(Material to process Opens)

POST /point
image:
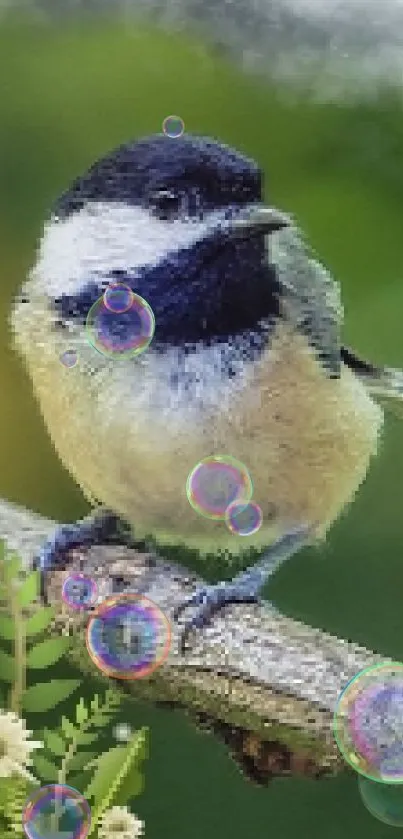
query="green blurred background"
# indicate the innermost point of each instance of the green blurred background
(68, 95)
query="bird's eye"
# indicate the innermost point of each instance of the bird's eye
(167, 204)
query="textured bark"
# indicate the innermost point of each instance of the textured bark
(265, 684)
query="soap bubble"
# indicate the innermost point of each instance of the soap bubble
(122, 732)
(383, 801)
(173, 126)
(79, 592)
(120, 334)
(56, 811)
(128, 636)
(69, 358)
(118, 298)
(368, 723)
(243, 519)
(216, 483)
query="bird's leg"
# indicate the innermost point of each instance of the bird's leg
(245, 587)
(99, 527)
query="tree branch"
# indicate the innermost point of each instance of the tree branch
(265, 684)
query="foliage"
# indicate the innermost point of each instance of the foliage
(71, 752)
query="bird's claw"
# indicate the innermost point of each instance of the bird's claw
(208, 600)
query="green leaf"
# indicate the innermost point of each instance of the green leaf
(81, 712)
(112, 768)
(54, 743)
(45, 768)
(7, 667)
(7, 629)
(39, 621)
(46, 695)
(69, 730)
(29, 589)
(131, 786)
(80, 761)
(47, 652)
(87, 738)
(78, 781)
(94, 704)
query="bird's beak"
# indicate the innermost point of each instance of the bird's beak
(257, 220)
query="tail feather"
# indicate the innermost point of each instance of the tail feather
(382, 382)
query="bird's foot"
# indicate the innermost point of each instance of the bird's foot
(98, 528)
(244, 588)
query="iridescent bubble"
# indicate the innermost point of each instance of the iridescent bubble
(216, 483)
(69, 358)
(56, 812)
(383, 801)
(128, 636)
(368, 723)
(244, 519)
(173, 126)
(122, 732)
(121, 334)
(79, 591)
(118, 298)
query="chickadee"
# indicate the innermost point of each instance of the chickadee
(246, 358)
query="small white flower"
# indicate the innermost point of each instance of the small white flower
(120, 823)
(15, 746)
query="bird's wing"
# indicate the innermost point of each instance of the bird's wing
(310, 296)
(383, 382)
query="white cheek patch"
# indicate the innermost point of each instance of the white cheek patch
(101, 238)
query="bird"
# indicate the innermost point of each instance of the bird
(246, 360)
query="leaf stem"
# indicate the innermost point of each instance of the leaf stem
(19, 685)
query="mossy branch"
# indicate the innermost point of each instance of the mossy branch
(264, 683)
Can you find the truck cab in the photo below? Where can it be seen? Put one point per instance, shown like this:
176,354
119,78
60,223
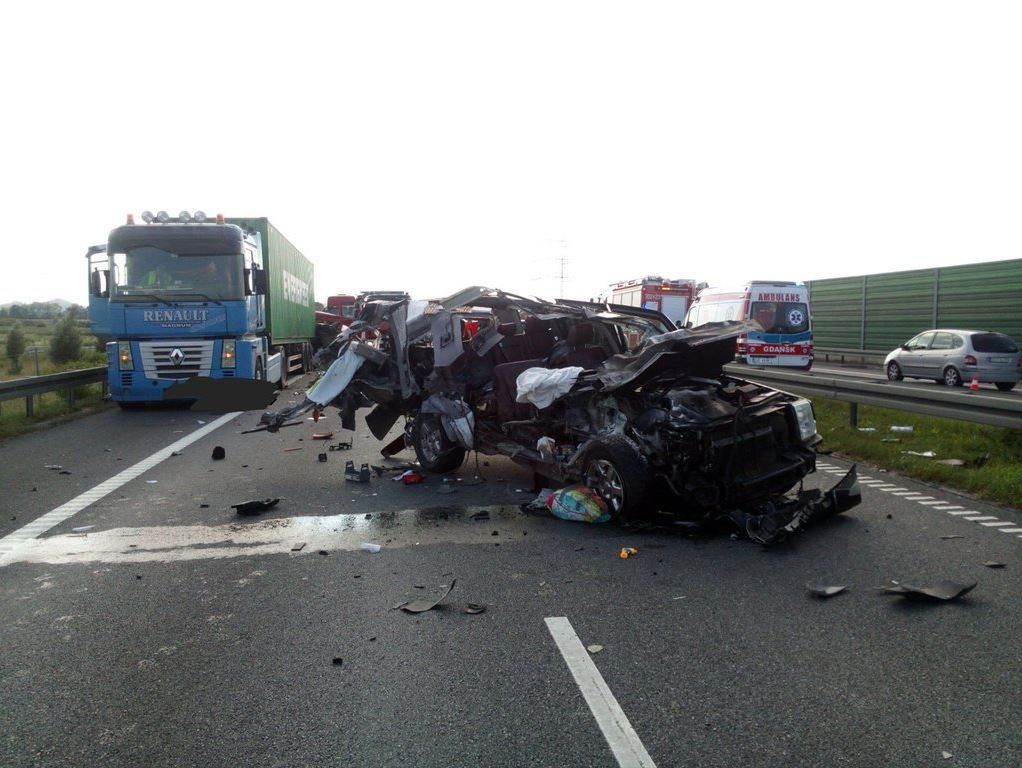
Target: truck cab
182,298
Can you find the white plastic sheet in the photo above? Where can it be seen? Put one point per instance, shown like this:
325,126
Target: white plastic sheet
337,376
541,387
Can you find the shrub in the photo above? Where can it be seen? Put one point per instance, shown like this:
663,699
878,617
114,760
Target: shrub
15,348
66,343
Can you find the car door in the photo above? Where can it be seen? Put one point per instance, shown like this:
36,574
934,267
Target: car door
933,359
911,359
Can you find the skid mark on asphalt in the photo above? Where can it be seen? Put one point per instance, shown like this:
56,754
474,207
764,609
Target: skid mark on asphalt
1005,527
273,536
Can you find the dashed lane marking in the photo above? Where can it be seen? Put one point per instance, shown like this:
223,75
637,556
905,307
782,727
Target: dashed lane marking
62,512
622,739
933,503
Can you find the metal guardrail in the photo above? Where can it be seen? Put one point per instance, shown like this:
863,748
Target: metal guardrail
836,354
30,386
993,409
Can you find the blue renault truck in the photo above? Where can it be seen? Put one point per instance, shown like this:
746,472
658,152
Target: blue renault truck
192,296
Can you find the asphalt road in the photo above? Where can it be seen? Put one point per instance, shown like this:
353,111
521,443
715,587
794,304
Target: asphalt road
176,633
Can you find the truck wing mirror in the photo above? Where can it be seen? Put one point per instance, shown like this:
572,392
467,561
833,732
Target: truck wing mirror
256,281
99,282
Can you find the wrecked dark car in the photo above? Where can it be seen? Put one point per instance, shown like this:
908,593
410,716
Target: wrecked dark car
612,397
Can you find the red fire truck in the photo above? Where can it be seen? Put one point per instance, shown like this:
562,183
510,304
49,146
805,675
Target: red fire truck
672,298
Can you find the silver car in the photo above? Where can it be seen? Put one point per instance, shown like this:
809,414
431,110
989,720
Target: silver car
954,357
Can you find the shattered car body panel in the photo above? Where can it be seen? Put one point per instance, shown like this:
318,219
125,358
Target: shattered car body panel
651,420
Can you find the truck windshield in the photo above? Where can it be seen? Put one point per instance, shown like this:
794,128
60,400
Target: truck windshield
146,271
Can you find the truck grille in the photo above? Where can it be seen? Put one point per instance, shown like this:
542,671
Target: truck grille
176,360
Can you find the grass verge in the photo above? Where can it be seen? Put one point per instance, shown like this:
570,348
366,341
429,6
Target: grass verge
49,408
991,455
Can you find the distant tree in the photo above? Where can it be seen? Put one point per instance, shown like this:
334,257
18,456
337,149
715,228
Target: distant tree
15,348
66,342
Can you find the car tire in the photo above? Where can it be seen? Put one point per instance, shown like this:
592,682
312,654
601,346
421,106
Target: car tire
434,450
614,467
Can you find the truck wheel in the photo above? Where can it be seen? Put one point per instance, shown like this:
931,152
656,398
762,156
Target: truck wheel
619,473
435,451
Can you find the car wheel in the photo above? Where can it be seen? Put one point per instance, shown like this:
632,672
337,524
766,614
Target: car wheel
619,475
434,450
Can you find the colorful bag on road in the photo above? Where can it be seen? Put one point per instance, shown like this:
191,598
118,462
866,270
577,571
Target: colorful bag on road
578,503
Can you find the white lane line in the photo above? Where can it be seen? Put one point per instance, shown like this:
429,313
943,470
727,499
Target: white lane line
616,729
56,516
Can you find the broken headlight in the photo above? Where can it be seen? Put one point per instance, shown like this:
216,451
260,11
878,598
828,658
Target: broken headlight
804,418
124,356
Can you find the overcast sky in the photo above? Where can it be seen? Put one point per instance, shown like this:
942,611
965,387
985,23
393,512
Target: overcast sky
430,145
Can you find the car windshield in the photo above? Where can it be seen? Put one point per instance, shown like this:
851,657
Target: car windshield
993,343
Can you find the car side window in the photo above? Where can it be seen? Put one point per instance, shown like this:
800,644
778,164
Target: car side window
921,342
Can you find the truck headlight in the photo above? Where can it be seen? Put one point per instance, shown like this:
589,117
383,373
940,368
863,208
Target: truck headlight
806,420
227,358
124,356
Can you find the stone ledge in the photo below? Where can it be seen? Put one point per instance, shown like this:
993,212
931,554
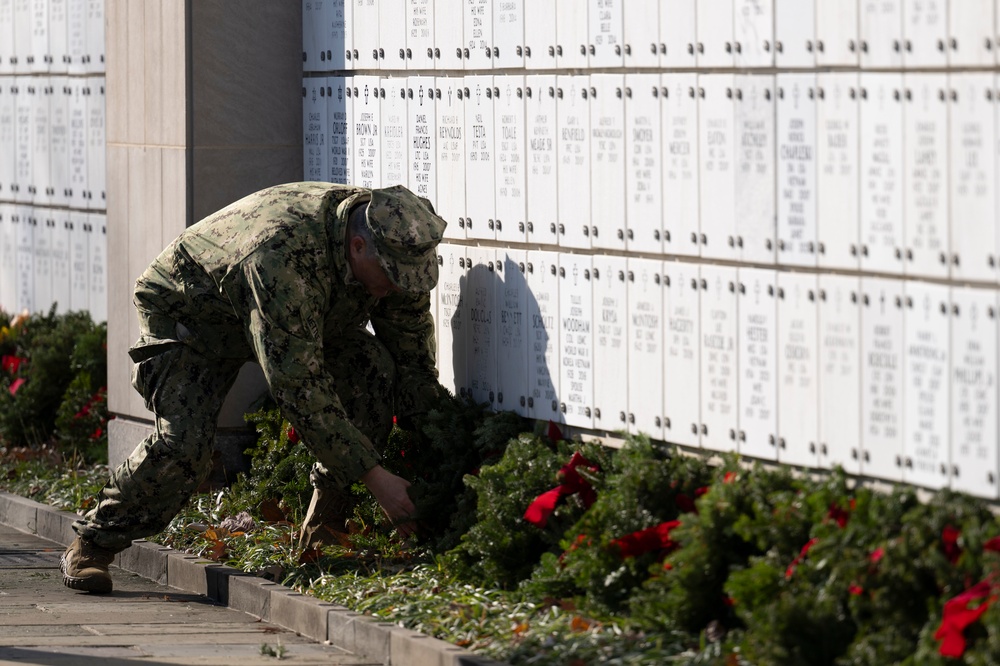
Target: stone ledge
383,642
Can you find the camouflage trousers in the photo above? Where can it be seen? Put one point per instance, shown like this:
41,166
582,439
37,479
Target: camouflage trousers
185,389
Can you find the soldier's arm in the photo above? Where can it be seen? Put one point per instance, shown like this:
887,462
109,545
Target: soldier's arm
403,323
282,306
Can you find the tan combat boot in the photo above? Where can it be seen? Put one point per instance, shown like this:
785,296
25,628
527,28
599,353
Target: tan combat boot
85,566
326,520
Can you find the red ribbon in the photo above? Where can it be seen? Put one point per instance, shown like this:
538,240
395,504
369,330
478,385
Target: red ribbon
802,553
957,616
570,483
649,539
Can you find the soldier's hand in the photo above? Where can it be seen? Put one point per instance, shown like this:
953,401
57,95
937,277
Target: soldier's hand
390,492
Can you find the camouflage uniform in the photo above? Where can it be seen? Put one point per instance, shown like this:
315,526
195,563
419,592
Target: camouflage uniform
268,279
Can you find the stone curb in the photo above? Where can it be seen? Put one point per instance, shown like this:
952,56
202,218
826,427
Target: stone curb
383,642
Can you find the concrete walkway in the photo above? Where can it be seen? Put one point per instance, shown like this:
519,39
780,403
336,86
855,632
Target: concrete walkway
172,608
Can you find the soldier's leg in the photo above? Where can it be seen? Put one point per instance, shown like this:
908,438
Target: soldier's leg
185,390
365,376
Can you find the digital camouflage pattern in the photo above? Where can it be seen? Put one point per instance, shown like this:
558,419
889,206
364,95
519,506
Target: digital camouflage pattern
267,279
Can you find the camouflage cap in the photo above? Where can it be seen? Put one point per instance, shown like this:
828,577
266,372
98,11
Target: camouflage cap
406,231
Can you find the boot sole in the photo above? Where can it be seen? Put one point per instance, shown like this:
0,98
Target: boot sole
96,585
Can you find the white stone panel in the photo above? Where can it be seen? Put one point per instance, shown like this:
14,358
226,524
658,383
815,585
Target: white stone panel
882,355
58,93
96,145
513,345
926,408
511,158
606,33
8,137
607,161
643,162
682,354
41,172
392,30
452,327
38,55
97,266
758,364
60,261
796,169
925,29
681,171
973,171
78,169
42,260
612,370
795,33
58,27
94,60
755,168
642,32
540,34
798,369
836,33
646,344
678,36
420,34
449,107
315,164
340,128
448,34
717,155
970,33
881,176
24,137
366,34
576,340
839,371
394,140
572,26
79,276
8,258
422,149
7,36
715,33
975,456
481,314
543,336
24,249
573,126
76,31
837,155
508,34
754,23
881,30
477,43
480,188
925,199
367,139
542,158
719,367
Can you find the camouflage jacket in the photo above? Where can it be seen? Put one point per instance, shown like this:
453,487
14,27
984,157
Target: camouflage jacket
267,279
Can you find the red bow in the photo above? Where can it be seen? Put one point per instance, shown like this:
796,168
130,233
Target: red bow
957,616
649,539
570,483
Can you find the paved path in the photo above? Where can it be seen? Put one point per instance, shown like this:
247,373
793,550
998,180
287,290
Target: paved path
43,622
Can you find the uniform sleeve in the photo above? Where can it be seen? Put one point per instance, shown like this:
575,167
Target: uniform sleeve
284,305
403,323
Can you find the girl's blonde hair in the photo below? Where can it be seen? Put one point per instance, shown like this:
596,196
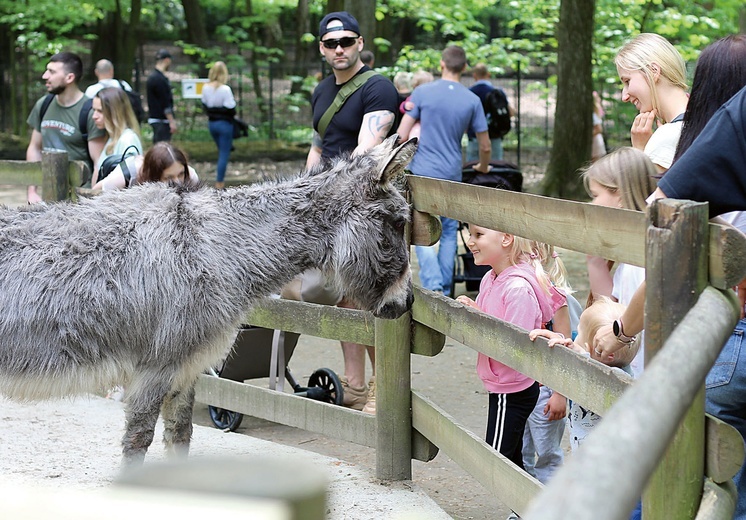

(Material to process Closes)

— Brief —
What lines in the entries contain "below"? Report each one by copying it.

— Answer to the problem —
Can you find the truck cab in the photo below? Where can it be seen? Put one point per instance, shown like this:
Can you find the stone ledge in the photo below? Where can it be seen? Put one point per instance, shown like this:
Can you find the girl's blonde hair in the photo below? Where can it be seen? Put one point per instance, shown like this:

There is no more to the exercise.